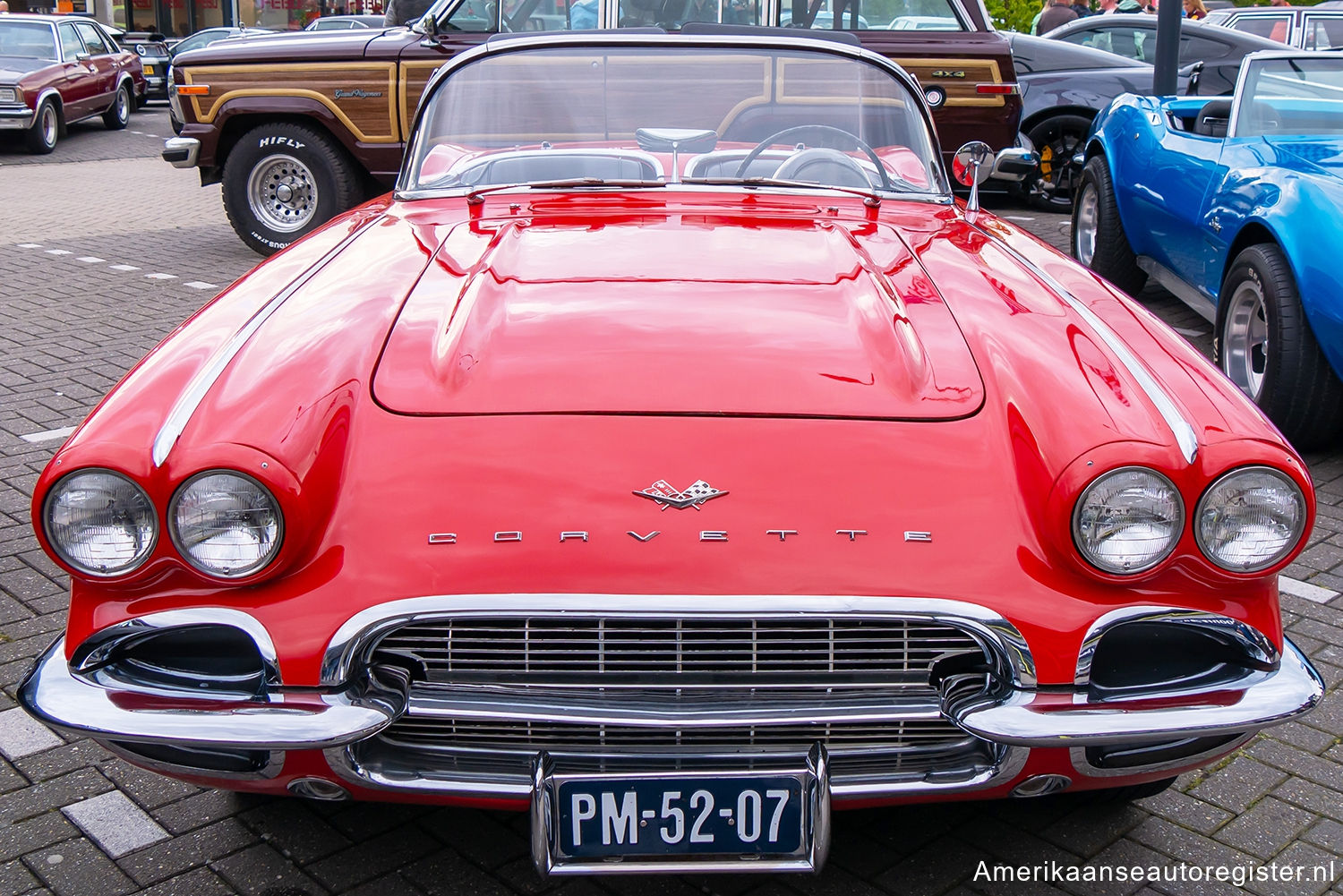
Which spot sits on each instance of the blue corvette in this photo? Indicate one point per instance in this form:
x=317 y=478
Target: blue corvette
x=1236 y=206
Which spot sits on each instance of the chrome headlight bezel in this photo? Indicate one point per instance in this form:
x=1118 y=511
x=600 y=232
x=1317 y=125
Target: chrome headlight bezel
x=1100 y=563
x=179 y=543
x=61 y=488
x=1297 y=531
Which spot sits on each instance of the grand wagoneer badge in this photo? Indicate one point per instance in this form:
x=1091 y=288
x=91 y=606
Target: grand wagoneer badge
x=669 y=498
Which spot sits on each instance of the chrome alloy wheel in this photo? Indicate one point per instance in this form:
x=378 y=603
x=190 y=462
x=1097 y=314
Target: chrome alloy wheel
x=282 y=193
x=48 y=125
x=1085 y=223
x=1245 y=338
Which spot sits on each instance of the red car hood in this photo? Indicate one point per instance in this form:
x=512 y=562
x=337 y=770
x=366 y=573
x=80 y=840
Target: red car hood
x=676 y=317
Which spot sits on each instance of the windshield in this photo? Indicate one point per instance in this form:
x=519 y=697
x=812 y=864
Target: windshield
x=29 y=39
x=660 y=115
x=1291 y=96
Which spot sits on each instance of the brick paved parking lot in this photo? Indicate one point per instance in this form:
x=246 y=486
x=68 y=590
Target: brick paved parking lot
x=104 y=249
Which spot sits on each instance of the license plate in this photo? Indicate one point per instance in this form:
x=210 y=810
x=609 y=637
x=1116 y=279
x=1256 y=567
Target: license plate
x=732 y=820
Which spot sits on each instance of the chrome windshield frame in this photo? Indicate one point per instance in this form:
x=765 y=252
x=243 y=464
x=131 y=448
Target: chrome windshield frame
x=579 y=39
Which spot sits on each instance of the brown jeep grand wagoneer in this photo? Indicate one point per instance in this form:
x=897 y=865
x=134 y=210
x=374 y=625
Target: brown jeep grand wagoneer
x=301 y=128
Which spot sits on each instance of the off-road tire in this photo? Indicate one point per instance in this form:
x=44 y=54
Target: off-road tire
x=312 y=160
x=1112 y=258
x=118 y=113
x=1299 y=391
x=1057 y=137
x=42 y=137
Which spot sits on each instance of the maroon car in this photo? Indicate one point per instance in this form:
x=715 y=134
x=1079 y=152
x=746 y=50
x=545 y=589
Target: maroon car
x=58 y=70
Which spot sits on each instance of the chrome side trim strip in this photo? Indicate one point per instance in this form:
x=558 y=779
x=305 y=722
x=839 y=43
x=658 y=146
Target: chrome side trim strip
x=1254 y=643
x=195 y=392
x=96 y=648
x=285 y=721
x=1185 y=434
x=362 y=632
x=1065 y=719
x=1184 y=292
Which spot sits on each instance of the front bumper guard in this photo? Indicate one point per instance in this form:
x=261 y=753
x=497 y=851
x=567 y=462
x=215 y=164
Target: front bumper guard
x=1066 y=718
x=322 y=719
x=289 y=719
x=180 y=152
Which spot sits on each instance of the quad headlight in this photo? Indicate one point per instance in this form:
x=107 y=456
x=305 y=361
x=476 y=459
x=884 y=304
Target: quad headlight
x=99 y=523
x=1251 y=519
x=226 y=525
x=1128 y=520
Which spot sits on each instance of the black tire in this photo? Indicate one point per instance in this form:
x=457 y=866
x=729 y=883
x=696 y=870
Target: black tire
x=1057 y=140
x=118 y=113
x=298 y=177
x=1265 y=346
x=1109 y=252
x=42 y=137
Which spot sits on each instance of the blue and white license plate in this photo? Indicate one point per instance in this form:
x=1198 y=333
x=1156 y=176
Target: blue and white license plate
x=607 y=817
x=766 y=820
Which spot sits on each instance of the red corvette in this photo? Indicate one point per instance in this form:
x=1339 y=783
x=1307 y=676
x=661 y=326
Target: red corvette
x=674 y=457
x=56 y=70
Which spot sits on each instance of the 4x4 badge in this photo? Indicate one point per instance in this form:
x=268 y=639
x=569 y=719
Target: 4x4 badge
x=693 y=496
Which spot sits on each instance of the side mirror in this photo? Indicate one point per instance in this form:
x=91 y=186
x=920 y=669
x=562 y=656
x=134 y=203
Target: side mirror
x=970 y=166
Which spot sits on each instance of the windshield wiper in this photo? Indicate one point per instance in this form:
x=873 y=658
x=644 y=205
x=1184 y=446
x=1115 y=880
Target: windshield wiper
x=869 y=196
x=475 y=196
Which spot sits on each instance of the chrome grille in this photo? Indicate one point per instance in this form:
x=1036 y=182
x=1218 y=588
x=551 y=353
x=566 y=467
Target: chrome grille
x=585 y=739
x=676 y=653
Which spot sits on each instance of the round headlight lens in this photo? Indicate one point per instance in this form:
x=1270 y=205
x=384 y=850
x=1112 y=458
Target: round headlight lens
x=226 y=525
x=99 y=523
x=1251 y=519
x=1128 y=520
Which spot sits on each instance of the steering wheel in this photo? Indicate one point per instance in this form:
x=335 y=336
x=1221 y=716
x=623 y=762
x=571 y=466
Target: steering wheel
x=791 y=133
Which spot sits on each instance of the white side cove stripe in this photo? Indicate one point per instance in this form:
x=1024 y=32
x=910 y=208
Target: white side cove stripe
x=1179 y=427
x=206 y=376
x=48 y=435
*****
Exercise instructions - Swap "chrome headlight bezel" for "chrome headlight ring" in the data from its start up to and including the line with "x=669 y=498", and leave every other word unchanged. Give only those lines, and leave out the pictures.

Worked solution -
Which spot sits on each instance of the blue corvette in this photo? Indicate one point per instance in this form:
x=317 y=478
Target: blue corvette
x=1236 y=206
Which spot sits on each instance of the chrome headlight ring in this photo? Indicate one point per instance in this form:
x=1118 y=511
x=600 y=232
x=1317 y=125
Target: chrome headlight ring
x=1100 y=563
x=179 y=543
x=61 y=488
x=1297 y=531
Which spot sits on each instance of the grand wagoneer badge in this photo? Indicate one point per instance in this form:
x=1091 y=288
x=91 y=606
Target: grand wagoneer badge
x=669 y=498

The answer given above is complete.